● Material supplied:
++++++++

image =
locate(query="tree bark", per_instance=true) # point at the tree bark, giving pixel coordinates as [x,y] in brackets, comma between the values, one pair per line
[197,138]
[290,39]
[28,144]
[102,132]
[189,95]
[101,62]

++++++++

Convert every line of the entries above into a Markdown table with two columns, Row and Line. Give each line its row number and leave out any blank lines.

● Response to the task:
| Row | Line |
|---|---|
| 1 | image = |
| 2 | locate(query="tree bark", per_instance=true) # point at the tree bark, giving pixel coordinates as [x,y] in brackets, comma between the values, one pair per line |
| 3 | [197,138] |
| 4 | [290,39] |
| 5 | [28,144] |
| 6 | [102,132] |
| 7 | [189,95] |
| 8 | [101,62] |